• _Extracted material_:
-.-.-

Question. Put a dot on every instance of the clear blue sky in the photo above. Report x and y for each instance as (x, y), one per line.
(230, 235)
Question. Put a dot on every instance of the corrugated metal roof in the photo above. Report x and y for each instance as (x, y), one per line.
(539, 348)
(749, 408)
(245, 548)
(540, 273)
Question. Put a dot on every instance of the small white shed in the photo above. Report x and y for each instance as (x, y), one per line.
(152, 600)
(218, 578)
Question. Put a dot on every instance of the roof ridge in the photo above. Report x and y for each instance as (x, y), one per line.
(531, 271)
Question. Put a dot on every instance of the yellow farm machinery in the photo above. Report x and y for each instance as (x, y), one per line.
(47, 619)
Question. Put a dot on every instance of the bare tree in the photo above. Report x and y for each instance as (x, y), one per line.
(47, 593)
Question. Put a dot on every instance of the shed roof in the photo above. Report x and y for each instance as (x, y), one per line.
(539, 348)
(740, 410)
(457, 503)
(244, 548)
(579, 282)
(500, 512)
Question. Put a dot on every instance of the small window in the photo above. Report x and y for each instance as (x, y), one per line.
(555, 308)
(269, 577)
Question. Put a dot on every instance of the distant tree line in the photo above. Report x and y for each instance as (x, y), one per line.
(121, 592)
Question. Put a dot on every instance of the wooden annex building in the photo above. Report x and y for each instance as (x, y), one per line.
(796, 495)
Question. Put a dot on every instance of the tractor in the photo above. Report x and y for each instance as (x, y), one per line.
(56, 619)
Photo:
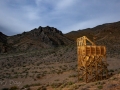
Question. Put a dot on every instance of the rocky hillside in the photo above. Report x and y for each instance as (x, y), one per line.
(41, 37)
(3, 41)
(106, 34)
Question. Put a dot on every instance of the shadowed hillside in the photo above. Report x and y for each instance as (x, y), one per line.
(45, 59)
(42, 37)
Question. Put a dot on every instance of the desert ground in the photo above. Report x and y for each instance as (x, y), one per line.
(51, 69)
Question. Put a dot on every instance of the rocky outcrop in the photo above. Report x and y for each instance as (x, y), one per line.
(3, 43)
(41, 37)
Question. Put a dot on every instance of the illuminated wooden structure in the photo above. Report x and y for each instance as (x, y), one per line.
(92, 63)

-.-.-

• _What you need to do_:
Your task is an exact transcription of all the data, minus the pictures.

• _Solution_:
Question. Put a dot on every instance of the clear blue sky in the photo above. Report x and y for each instance as (x, y), one per line.
(230, 235)
Question. Put a dot on every instance of the corrugated metal roof in the photo above. Report x and y for each instance as (x, y), one per line.
(539, 348)
(749, 408)
(245, 548)
(540, 273)
Question. Put a dot on every instance of the small white shed in the photo above. Report x and y for each instance as (x, y), one per line.
(152, 600)
(218, 578)
Question. Put a dot on every instance of the roof ridge in the photo above. Report x and y for each instance as (x, y), one per line.
(531, 271)
Question. Put a dot on every instance of the yellow farm machinery in the photo above. Report x and y for each instance as (x, y), one per line.
(47, 619)
Question. Put a dot on every instance of the bare tree in the photo above. Report x and y for each instance as (x, y), one per line.
(47, 593)
Question. Put a dot on every instance of the shed roof in the photo above. Report x and y for each instance as (x, y), one per line.
(539, 348)
(740, 410)
(457, 503)
(244, 548)
(579, 282)
(500, 512)
Question. Put a dot on every instance of the small window in the photo above. Report x and y for each instance as (x, y), one per line.
(555, 308)
(269, 577)
Question. Put a dot on every instance of the distant tree line in the photo above. Report x and y for each instance as (x, y), one per line.
(121, 592)
Question. Put a dot on every instance of the wooden annex building in the photo above. Report x and y for each instance as (x, y), one per line.
(796, 495)
Question. Put a dot on every instance of the tractor in the photo above. Report x and y for each instance as (x, y), one per line.
(56, 619)
Photo:
Question. Put a dot on every instance of the rocky hillside in the photo above. Report x and y for each instance as (x, y), one per line.
(41, 37)
(3, 41)
(106, 34)
Question. Put a dot on every instance of the shadowed hillside in the photo above. Report x and y for each instance as (x, y), one per line.
(45, 59)
(42, 37)
Question. Put a dot on every instance of the desert ground in the photo above. Report x and y for each instance as (x, y), one per line.
(51, 69)
Question. Put a dot on every instance of the rocky outcrop in the photo above. Report x and y for each instance as (x, y), one per line.
(3, 43)
(41, 37)
Question. Put a dot on every instance of the illuminated wooden structure in the photo above. Report x and y for each instance as (x, y), one per line.
(92, 63)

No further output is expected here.